** READING TEXT **
-*-*-

Kava and depression

There is a lot going around about kava and how it can support mental health. And while this is true, not all mental health conditions are treated the same. And as much as we love it, kava is not a miracle cure.

Kava is best known for how it supports anxiety and sleep disorders (insomnia). There has been lots of research done looking at using kava to treat anxiety disorders including social and generalized anxiety. In fact we have a whole article dedicated to talking about how kava helps with anxiety. You can check it out here.

When it comes to depression, it’s a different story. Depression ranges from mild to severe and has symptoms like deep sadness, loss of interest in things you enjoy, sleep issues or sleeping too much and even things like changes in appetite and difficulty concentrating and making decisions. Unlike sadness when we’re grieving, for example, low feelings in depression are persistent and can feel never ending. 

Because of kava’s popularity in helping anxiety symptoms, there have been questions about its role in depression. Especially since depression and anxiety often go together. However, this is a more complicated topic as we are still learning how kava works in the brain for different conditions.

Boosts mood but only temporarily

One concern when it comes to kava and depression is the fact that its mood boosting effects are temporary. So you may feel better when you’re drinking kava, but after the effects wear off, you are left with the same feelings you had. This yo-yo isn’t the best long-term solution. 

While there isn’t any research on this, some kava users report needing to be mindful of how much kava they drink. Many users report that drinking too much kava can lead to feelings of depression after the mood boosting happiness wears off. Some chose to cut back significantly on their use, while others changed when they took it, for example, drinking at night instead of during the day. Or some have stopped drinking kava altogether. It seems to be a case-by-case basis.

Some kavalactones may not be great for depression 

Kava is divided into two main categories of effects; heady and heavy. Heady kavas have more of an effect on your mind. They give you mental relaxation, clarity and socializing qualities. On the other hand,  heavy kavas have an effect on your body, giving you feelings of fatigue, heavy limbs and calm. It’s the heavy kavas that may be problematic for people with depression.

-*-*-

** GIVEN INFORMATION **
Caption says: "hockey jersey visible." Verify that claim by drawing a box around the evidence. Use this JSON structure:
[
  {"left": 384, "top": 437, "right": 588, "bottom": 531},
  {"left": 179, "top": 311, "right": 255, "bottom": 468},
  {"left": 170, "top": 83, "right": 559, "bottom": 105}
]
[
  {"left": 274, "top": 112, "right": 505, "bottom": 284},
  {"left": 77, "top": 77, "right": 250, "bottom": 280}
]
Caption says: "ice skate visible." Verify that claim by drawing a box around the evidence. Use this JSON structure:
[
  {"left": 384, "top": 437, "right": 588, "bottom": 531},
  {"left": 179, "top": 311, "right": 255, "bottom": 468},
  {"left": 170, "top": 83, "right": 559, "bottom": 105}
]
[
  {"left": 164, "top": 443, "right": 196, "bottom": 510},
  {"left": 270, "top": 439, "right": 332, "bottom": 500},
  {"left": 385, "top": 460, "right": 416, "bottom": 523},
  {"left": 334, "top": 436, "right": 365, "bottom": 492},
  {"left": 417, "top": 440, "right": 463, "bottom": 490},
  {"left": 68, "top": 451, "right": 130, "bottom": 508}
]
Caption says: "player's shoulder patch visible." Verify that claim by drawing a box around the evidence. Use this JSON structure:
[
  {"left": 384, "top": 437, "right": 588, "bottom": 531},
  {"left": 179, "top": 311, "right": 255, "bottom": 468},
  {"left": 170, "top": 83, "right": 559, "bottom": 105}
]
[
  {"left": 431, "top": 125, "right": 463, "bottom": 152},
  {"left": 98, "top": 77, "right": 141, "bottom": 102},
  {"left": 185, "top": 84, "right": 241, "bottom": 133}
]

-*-*-

** TASKS AND EXERCISES **
(1) Answer these questions from the kava article:
(a) Which two conditions is kava best known for supporting?
(b) Into which two main categories of effects is kava divided?
(c) According to many users, what can drinking too much kava lead to once the mood boost wears off?
(2) Revise the kava article from "Kava is best" to "check it out here.", replacing "insomnia" with "sleeplessness".

** RESPONSE LIST **
(1)
(a) Anxiety and sleep disorders (insomnia).
(b) Heady and heavy.
(c) Feelings of depression.

(2)
Kava is best known for how it supports anxiety and sleep disorders (sleeplessness). There has been lots of research done looking at using kava to treat anxiety disorders including social and generalized anxiety. In fact we have a whole article dedicated to talking about how kava helps with anxiety. You can check it out here.